++++ EXTRAIT CHOISI ++++

Les architectes ont bien de la chance. Les maîtrises d’ouvrage étant désormais dotées d’un Assistant à Maîtrise d’ouvrage (AMO) biosourcé, et plus récemment d’un AMO réemploi, ils ne peuvent plus se gourer. Ça tombe bien, ils n’y connaissent rien !
Les hommes et femmes de l’art ont même tellement de la chance que, les crises climatiques s’enchaînant aux crises économiques et sociales, les maîtrises d’ouvrage seront bientôt dotées d’AMO pour faire tomber la pluie, d’AMO spécial sécheresse, d’AMO moustique tigre, d’AMO vie sauvage en ville, d’AMO ville du quart d’heure, d’AMO du dernier kilomètre, d’AMO concertation (ha non, celui-là existe déjà), d’AMO insertion. J’en oublie sans doute tant l’urgence est grande pour la maîtrise d’ouvrage de n’être pas prise en défaut d’anticipation.
Ces AMO, nom pudique donné aux consultants d’un projet de construction, font penser à ces consultants du gouvernement incapables d’anticiper que leurs honoraires astronomiques, payés par le contribuable, vont finir par faire tousser. Parlez d’une agence de consultants : non seulement ses solutions sont datées comme un grille-pain au gaz, non seulement elle coûte cher, mais si en plus elle vous amène le scandale… Des sanctions peut-être, un remboursement, un bon d’achat ? Non, zéro responsabilité pour leurs élucubrations mais la facture en due diligence.
Dit autrement, c’est une évidence, on fait appel à un consultant quand on ne sait pas ce qu’on fait et qu’on craint vraiment de faire n’importe quoi. Sinon, à quoi cela sert-il d’être élu sur un programme si on n’a aucune idée de la façon de le mettre en œuvre ?
Le triptyque initial n’est pourtant pas compliqué : la maîtrise d’ouvrage est non sachante dans l’art de construire un bâtiment, le maître d’œuvre est le sachant, l’entreprise maître de l’art. Plus précisément, la maîtrise d’ouvrage est non sachante pour la conception architecturale mais elle est en théorie sachante de son métier et donc en théorie possède la connaissance et la maîtrise de ses besoins. Et si c’était tout ce dont le maître d’œuvre avait besoin ?
Le problème est qu’aujourd’hui les maîtres d’ouvrage sont devenus non sachants également dans leur domaine de compétences. La maîtrise d’ouvrage n’ayant pas, ou plus, cette capacité à définir ses propres besoins, elle doit désormais avancer à l’aveugle et s’appuyer sur un programmiste, les AMO venant ensuite se greffer pour faire bonne mesure, chaque couche d’AMO apportant sa propre couche de complexité.

++++

● ÉNONCÉ DU PROBLÈME
Reprenez le texte sur les assistants à maîtrise d'ouvrage après sa dernière phrase et poursuivez-le dans le même ton.

++++ DONNÉES DU LOT ++++

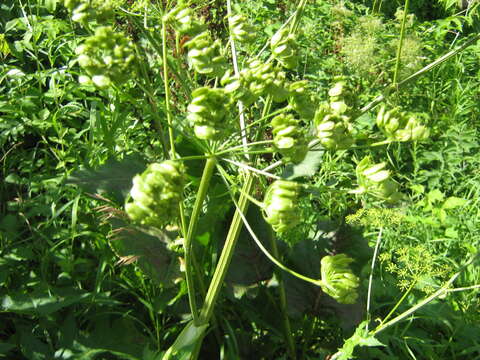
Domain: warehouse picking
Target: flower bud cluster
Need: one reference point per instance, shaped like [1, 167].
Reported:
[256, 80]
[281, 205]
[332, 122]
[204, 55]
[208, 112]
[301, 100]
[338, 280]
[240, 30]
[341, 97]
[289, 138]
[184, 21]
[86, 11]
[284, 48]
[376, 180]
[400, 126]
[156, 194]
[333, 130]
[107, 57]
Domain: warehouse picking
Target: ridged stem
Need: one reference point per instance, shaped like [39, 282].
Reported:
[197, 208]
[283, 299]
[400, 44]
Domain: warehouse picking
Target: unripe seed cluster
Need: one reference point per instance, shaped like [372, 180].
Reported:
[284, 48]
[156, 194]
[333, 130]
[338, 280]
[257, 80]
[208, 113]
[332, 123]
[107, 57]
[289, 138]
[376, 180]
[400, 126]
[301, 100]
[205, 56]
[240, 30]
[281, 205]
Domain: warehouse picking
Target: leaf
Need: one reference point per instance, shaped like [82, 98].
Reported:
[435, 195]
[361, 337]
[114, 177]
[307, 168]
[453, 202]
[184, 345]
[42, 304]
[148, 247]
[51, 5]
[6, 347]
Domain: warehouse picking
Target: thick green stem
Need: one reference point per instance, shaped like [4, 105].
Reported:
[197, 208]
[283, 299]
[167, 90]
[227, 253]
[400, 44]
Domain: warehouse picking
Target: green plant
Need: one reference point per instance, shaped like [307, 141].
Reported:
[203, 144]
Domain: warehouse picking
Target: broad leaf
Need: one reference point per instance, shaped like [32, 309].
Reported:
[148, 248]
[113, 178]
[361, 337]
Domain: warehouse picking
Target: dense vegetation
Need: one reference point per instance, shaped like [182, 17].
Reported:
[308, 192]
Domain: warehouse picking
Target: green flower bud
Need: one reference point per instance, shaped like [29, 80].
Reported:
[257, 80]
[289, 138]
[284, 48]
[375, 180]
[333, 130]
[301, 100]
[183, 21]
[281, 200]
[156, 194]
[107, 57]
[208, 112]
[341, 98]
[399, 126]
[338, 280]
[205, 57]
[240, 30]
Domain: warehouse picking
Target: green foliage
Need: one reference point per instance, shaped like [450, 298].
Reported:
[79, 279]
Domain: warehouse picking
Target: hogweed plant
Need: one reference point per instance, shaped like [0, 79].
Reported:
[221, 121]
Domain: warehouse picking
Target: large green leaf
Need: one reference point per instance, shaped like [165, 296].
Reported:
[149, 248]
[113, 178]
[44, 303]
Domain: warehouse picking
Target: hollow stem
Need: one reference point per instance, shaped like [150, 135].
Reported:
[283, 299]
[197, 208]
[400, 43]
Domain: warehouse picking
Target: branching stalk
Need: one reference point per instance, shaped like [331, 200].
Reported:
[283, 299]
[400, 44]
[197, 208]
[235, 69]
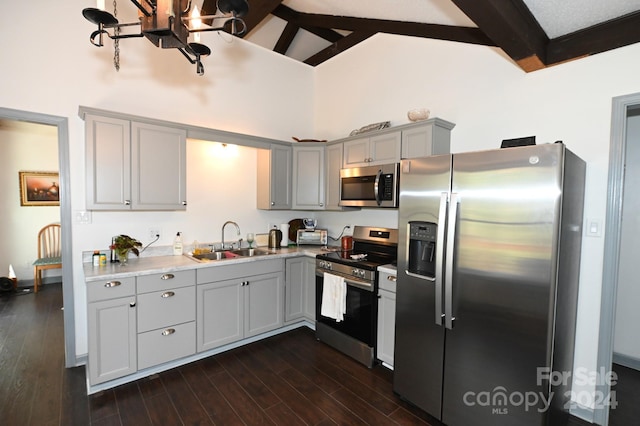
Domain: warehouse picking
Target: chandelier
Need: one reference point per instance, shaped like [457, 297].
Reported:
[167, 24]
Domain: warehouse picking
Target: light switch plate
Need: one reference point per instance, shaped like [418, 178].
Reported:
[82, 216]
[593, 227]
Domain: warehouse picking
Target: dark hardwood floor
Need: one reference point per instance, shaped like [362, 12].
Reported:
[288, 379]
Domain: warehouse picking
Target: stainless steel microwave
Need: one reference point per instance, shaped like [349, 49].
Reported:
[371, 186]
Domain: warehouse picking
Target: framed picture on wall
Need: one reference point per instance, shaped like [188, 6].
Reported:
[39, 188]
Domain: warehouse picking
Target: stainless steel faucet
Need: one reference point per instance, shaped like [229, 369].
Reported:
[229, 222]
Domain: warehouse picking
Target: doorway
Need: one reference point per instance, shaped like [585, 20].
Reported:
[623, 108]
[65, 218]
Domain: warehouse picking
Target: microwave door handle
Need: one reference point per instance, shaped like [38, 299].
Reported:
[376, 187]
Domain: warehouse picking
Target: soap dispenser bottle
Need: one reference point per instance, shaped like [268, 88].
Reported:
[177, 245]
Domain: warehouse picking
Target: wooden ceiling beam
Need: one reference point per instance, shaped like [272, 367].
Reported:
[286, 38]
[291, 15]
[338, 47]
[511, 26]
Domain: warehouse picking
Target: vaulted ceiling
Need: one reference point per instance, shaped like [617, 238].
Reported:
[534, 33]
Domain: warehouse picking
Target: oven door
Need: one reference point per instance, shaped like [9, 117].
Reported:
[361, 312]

++++
++++ DONNÉES DU LOT ++++

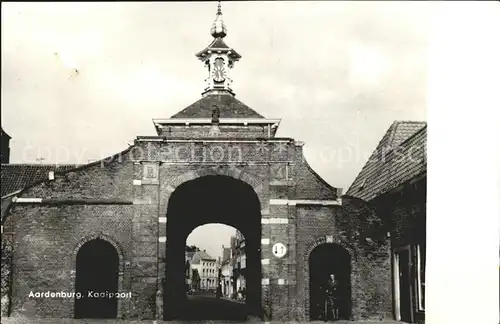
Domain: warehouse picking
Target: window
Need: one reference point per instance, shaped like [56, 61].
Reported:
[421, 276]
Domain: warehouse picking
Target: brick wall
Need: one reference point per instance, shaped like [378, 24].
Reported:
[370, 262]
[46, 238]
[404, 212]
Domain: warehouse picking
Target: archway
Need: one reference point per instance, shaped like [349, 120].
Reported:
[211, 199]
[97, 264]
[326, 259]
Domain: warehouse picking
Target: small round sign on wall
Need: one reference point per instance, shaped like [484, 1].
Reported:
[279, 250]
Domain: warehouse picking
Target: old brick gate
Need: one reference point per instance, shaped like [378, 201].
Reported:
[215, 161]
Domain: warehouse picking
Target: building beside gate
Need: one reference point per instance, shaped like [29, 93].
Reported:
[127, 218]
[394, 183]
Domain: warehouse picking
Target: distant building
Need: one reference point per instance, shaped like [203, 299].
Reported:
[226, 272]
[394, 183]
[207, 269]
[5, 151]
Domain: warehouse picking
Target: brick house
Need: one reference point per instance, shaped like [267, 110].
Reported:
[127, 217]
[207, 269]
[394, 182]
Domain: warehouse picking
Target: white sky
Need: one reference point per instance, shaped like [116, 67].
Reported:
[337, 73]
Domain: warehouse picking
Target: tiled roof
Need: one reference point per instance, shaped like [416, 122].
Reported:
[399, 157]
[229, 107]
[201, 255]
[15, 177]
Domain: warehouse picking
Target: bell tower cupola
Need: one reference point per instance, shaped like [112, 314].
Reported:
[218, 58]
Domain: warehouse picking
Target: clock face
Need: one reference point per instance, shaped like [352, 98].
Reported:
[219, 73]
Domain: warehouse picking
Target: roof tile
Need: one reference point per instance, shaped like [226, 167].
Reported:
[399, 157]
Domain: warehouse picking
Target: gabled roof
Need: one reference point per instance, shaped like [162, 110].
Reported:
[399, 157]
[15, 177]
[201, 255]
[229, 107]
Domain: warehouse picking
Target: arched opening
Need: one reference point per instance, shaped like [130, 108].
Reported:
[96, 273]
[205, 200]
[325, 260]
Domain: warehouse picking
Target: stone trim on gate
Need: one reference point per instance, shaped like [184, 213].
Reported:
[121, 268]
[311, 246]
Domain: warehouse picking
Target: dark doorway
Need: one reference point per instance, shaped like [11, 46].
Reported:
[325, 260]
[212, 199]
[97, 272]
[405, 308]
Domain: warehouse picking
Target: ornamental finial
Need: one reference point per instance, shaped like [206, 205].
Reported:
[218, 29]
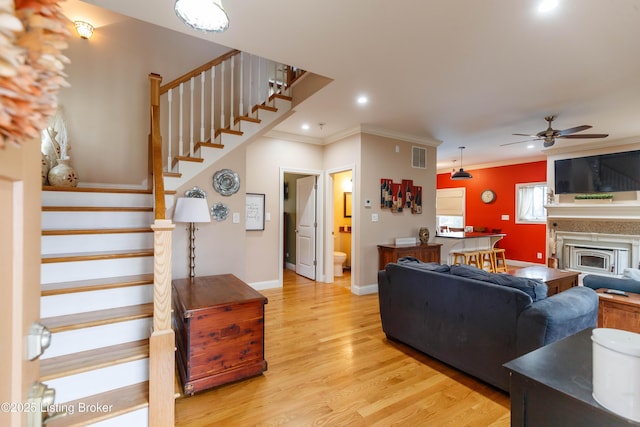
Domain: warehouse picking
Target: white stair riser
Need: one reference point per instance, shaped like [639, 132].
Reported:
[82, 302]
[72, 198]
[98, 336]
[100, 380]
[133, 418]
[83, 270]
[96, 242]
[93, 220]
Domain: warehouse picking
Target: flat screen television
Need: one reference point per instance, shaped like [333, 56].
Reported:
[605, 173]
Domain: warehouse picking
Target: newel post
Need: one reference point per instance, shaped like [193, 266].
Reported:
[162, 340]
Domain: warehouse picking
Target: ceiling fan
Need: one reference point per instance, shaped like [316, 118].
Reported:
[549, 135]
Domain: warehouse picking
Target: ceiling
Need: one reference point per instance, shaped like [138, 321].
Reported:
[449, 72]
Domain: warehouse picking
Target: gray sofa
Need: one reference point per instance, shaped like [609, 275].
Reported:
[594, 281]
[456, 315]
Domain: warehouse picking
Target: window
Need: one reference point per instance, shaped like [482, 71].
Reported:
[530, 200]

++++

● RÉSULTAT FINAL
Au départ, il y avait un AMO, générique disons, dont le rôle, noble, était de suivre la procédure d’exécution du projet et de rassurer la maîtrise d’ouvrage quant à sa parfaite conformité au code des marchés publics, à tous les codes en fait. Une sorte d’assurance psychologique en somme. Légitime sans aucun doute, surtout pour le maître d’ouvrage occasionnel.
Puis, pour contrôler la production d’un bâtiment sans assumer aucune responsabilité, l’Etat a imposé un bureau de contrôle ! Passage obligé pour tout projet de construction, il s’impose à tous les acteurs de la construction avec la charge de viser tout ce que produit la maîtrise d’œuvre et les plans d’exécution des entreprises pour garantir la conformité à tous les codes en vigueur. Pour autant lorsqu’il y a plantage, une non-conformité ou une structure qui s’effondre, le bureau de contrôle n’est pour ainsi dire jamais mis en cause ! Alors pensez donc un AMO qui n’est même pas obligatoire…
Des AMO, il y en a donc désormais une myriade : AMO Environnement, AMO HQE, AMO Construction Bois, AMO BIM, AMO Ergonomie et, plus récemment, l’AMO biosourcé, et plus récemment encore, l’AMO réemploi donc, etc. Et, pour paraphraser Coluche, plus il y a d’AMO, plus le maître d’ouvrage a peur ! Maintenant, faut-il vraiment un AMO Sport et toute la bande pour édifier un gymnase ? Ou les hauteurs réglementaires pour le volley-ball sont-elles un secret d’Etat ?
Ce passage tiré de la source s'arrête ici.